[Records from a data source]
● ● ●

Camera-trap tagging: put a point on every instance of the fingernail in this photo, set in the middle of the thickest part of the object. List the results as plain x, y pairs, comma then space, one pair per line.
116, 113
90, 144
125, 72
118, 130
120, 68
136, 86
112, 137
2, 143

● ● ●

§ **WORK TASK**
Each record should be transcribed exactly as it was written.

§ **SOLUTION**
Camera-trap tagging: put a point on every instance of the fingernail in this photo, set in the middle of the thickest part of the object. List the results as plain x, y pairs, comma then space, one pair per line.
116, 113
90, 144
125, 72
118, 130
120, 68
136, 86
112, 137
2, 143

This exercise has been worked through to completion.